╭─ PROVIDED INFORMATION
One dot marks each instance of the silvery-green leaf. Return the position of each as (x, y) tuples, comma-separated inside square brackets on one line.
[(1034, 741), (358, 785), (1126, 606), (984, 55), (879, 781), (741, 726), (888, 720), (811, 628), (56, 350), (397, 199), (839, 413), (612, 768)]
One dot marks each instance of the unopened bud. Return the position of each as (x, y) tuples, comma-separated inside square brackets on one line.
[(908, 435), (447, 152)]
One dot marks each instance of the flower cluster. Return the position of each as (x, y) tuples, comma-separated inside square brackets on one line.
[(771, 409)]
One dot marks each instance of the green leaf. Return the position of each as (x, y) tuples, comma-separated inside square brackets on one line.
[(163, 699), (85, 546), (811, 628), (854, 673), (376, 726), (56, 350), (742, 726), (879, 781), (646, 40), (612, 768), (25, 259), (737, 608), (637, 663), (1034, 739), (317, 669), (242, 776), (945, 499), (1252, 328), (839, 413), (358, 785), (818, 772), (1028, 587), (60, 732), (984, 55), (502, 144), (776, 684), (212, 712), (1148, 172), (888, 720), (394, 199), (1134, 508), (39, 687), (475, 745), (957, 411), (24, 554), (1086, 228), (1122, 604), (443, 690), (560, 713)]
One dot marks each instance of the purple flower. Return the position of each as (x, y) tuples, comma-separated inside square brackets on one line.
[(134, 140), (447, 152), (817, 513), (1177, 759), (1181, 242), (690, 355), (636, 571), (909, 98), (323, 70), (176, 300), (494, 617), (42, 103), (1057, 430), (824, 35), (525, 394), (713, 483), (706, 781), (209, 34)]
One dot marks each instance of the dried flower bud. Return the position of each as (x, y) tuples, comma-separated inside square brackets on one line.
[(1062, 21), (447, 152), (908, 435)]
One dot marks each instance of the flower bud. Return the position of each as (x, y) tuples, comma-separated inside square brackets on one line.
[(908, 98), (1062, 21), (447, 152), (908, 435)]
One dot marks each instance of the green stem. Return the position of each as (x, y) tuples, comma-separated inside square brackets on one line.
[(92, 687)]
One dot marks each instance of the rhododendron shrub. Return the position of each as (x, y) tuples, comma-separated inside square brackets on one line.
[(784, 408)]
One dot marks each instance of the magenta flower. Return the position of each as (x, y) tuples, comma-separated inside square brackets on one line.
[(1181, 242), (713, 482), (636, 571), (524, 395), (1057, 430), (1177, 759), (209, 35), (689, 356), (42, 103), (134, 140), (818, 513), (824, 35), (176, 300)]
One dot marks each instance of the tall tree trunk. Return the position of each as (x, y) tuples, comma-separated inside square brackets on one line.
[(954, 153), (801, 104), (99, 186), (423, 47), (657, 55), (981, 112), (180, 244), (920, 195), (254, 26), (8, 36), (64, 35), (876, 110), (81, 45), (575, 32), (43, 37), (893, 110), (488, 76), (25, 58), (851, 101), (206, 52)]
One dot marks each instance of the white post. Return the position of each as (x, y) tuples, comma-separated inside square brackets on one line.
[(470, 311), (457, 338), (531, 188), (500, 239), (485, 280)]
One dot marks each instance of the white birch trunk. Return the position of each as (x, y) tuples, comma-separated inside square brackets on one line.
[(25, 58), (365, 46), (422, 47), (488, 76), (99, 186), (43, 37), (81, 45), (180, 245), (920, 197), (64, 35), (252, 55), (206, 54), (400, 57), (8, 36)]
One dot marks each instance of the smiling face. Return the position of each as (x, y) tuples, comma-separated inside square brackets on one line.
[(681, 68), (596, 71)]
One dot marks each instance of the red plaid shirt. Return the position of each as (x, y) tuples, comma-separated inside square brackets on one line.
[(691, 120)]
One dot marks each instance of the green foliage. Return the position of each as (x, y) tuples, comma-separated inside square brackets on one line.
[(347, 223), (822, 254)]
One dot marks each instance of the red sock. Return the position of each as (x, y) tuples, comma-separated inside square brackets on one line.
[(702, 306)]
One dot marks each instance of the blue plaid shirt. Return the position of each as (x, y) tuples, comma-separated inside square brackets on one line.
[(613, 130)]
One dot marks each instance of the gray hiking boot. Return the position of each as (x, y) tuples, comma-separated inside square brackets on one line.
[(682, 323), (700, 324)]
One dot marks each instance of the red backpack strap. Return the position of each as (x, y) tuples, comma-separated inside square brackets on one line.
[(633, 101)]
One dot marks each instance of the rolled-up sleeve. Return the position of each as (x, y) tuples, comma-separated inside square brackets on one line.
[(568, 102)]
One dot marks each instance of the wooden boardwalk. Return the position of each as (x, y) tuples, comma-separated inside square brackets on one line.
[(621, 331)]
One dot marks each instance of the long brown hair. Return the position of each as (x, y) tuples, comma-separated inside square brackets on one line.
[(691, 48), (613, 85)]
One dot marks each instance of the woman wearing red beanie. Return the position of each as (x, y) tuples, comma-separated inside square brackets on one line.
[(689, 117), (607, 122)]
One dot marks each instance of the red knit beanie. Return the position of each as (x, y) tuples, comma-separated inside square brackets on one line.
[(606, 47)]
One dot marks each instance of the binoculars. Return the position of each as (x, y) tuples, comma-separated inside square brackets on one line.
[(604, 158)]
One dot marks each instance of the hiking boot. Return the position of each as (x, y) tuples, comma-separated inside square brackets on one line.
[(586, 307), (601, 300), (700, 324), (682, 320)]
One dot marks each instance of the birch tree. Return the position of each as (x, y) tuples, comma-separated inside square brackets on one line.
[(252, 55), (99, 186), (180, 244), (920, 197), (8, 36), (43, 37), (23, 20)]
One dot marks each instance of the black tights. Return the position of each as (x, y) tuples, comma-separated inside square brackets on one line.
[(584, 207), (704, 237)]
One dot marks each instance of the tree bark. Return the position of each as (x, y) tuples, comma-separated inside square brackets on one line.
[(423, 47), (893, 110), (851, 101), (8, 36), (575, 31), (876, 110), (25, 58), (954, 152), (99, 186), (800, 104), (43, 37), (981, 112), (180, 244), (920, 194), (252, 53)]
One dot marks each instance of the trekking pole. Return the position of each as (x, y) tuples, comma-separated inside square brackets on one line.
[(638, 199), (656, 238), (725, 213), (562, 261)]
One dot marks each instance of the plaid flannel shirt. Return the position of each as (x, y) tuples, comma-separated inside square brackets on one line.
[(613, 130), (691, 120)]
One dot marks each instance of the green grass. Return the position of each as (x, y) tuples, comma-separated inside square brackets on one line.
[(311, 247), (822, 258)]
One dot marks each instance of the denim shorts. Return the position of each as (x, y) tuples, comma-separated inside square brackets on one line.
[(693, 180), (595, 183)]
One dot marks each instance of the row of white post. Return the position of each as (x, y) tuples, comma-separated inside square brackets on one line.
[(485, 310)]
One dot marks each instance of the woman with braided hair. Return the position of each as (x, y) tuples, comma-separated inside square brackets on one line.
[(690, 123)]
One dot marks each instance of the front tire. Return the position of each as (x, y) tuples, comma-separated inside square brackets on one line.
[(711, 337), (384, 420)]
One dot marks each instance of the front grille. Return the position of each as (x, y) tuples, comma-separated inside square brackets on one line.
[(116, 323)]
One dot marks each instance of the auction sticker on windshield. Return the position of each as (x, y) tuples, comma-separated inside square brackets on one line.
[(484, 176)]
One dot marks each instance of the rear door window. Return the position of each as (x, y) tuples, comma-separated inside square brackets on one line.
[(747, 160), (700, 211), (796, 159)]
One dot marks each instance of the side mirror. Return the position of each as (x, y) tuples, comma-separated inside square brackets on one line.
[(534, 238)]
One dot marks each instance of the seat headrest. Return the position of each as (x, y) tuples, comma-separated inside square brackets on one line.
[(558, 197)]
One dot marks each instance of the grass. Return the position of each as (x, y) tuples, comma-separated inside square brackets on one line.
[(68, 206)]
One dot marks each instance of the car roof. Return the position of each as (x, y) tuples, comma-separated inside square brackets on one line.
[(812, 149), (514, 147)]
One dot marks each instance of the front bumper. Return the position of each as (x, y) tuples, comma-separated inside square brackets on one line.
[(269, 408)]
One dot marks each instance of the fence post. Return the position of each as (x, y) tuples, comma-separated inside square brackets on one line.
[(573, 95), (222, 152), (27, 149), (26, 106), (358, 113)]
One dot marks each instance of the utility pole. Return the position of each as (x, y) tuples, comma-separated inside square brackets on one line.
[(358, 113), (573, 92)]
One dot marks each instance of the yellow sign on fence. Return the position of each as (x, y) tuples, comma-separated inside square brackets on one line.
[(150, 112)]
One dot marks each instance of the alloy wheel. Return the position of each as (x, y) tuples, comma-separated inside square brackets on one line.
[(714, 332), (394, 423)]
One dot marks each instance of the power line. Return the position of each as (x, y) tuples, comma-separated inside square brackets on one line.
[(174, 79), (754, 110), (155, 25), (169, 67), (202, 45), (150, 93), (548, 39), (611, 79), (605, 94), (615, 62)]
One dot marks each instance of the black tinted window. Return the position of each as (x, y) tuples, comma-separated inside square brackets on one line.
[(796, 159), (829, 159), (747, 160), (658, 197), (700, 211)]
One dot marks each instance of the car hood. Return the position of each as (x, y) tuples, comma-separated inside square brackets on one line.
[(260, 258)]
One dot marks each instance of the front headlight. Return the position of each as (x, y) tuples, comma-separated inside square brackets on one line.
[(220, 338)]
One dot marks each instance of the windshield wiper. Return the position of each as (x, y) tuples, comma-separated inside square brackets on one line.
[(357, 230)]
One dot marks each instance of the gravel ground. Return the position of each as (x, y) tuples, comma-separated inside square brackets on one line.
╰─
_WHAT IS BEING ASKED:_
Begin at the line that contains "One dot marks each instance of the black tinted" and stop after the last line of the data. Rewrite those lines, replacing every "tuples" with "pairs" and leaving everything else unchanged.

_SOLVED PROBLEM:_
One dot marks each instance of the black tinted window. Return the position of each as (x, y) pairs, comma-separated inside square brackets on one line.
[(796, 159), (829, 159), (747, 160), (658, 197), (700, 211)]
One dot marks each instance of the car hood. Return the position of each as (x, y) pairs, comma-separated inside square brackets on one line.
[(260, 258)]
One dot marks each instance of the front headlight. Return the position of each as (x, y) pairs, comma-separated inside square brackets on one line.
[(220, 338)]
One dot marks each instance of the windshield wiper. Return the position of each as (x, y) pairs, comma-separated inside square brackets on one line.
[(357, 230)]
One dot marks each instance of the gravel ground. Return the position of each as (x, y) pairs, comma-separated inside square brackets on one line.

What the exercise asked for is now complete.